DÉCISION DU COMMISSAIRE

Les marges de dumping ont été estimées à partir de la comparaison de la valeur normale estimative, fournie par la partie plaignante, et les prix à l'exportation déterminés au moyen des documents d'importation dont disposait l'ADRC. Selon l'analyse de l'ADRC, qui a porté sur les importations originaires de la Chine durant la période du 1er janvier au 30 juin 2000, environ 99,5 p. 100 des marchandises en question semblent avoir été sous-évaluées. Les marges de dumping varient dans une fourchette de 0,8 p. 100 à 95,2 p. 100, exprimées en pourcentage de la valeur normale. La marge moyenne pondérée de dumping est évaluée à 65,6 p. 100.

Selon l'examen fait par l'ADRC pour les importations originaires du Vietnam durant la période du 1er juillet 1999 au 31 juillet 2000, la totalité des marchandises en question semblent avoir été sous-évaluées. Les marges de dumping varient dans une fourchette de 48,9 p. 100 à 72,8 p. 100, exprimées en pourcentage de la valeur normale. La marge moyenne pondérée de dumping est évaluée à 58,7 p. 100.

RÉSUMÉ DES EXPOSÉS

En réponse à l'avis d'ouverture d'enquête préliminaire de dommage publié par le Tribunal, sept parties ont déposé des avis de comparution. Six de ces parties ont déposé des exposés faisant opposition à la plainte, dans sa totalité ou en partie. Il s'agit des parties suivantes : China Chamber of Commerce for Import & Export of Foodstuffs, Native Produce & Animal By-Products (la Chambre de commerce chinoise), C.H. Robinson Company (Canada) Ltd. et Dolphin Shipping & Trading Inc. (Robinson et Dolphin), qui ont déposé un exposé conjoint, Gyma Inc. (Gyma), Victoria International Trading Inc. (Victoria International) et Monco Produce Inc. (Monco). La GGAO a déposé un mémoire en réponse aux exposés.

*Consigne*. Reprenez le texte sur l'enquête de dumping visant la Chine et le Vietnam à partir de la phrase qui suit le mémoire déposé par la GGAO.

*Données sources*.
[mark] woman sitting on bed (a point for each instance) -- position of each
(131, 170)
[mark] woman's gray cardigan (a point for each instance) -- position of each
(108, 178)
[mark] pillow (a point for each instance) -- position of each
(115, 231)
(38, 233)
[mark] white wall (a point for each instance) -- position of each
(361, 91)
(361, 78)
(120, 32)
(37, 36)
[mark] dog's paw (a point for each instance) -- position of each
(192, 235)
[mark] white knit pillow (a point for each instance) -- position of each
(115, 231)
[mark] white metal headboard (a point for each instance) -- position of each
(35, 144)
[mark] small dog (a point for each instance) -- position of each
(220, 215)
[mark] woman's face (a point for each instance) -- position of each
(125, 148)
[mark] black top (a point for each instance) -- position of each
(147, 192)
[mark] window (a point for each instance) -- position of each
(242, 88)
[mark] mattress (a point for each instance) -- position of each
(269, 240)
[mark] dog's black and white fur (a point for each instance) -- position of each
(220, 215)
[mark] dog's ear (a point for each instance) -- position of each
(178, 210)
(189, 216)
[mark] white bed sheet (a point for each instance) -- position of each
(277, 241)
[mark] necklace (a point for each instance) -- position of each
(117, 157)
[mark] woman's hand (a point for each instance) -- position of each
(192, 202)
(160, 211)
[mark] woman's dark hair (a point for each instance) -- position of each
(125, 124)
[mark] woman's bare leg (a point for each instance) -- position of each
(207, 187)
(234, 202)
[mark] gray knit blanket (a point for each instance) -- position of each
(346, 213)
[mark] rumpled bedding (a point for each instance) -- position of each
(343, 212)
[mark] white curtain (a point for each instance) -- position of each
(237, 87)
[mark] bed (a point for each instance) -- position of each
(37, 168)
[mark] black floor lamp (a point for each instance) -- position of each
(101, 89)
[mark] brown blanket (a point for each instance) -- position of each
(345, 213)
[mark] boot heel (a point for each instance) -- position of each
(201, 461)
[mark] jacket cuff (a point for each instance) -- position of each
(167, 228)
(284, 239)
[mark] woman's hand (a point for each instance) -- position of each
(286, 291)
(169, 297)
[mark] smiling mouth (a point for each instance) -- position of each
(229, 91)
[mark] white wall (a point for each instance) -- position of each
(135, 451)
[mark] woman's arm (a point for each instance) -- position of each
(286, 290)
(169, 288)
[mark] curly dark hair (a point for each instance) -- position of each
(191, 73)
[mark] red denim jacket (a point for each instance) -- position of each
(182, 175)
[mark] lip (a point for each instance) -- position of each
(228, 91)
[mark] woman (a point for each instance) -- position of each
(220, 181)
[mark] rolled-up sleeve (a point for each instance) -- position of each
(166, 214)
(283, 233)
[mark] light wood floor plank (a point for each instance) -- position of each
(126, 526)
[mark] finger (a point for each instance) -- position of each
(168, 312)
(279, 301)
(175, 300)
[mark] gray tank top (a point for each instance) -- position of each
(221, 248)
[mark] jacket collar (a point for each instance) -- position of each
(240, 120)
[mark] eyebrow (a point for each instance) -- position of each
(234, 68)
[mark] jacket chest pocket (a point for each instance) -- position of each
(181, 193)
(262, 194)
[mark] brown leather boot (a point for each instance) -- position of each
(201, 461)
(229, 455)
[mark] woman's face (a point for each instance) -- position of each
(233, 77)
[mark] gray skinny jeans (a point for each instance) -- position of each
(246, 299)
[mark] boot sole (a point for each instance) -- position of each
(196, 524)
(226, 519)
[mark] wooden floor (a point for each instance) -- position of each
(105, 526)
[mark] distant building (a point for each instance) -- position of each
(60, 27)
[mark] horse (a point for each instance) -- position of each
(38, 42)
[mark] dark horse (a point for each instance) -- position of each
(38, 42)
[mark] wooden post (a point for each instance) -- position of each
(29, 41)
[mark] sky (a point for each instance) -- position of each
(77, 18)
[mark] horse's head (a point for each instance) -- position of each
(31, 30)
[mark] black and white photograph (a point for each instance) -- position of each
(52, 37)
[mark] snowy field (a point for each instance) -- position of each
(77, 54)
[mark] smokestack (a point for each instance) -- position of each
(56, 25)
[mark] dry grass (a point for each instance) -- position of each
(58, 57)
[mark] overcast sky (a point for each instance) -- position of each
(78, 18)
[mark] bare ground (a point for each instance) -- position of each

*Réponse*.
La Chambre de commerce chinoise a soutenu que l'ail frais et l'ail congelé ne sont pas des « marchandises similaires », puisque leurs utilisations finales sont différentes. Il lui a semblé, d'après les lettres et les documents déposés par la GGAO à l'appui de sa plainte, que l'ail frais produit par les cultivateurs canadiens est destiné au marché du détail. Par comparaison, l'ail congelé est destiné aux usines de transformation et au secteur des services de restauration et connaît uniquement « une pénétration graduelle » du marché du détail de l'ail. La Chambre de commerce chinoise a aussi soutenu que la GGAO n'a pas soumis d'éléments de preuve du dumping de l'ail congelé originaire de la Chine, ni du dommage causé par un tel dumping. Elle a donc soutenu que le Tribunal doit conclure que les éléments de preuve n'indiquent pas, de façon raisonnable, que le dumping de l'ail congelé a causé un dommage ou un retard ou menace de causer un dommage.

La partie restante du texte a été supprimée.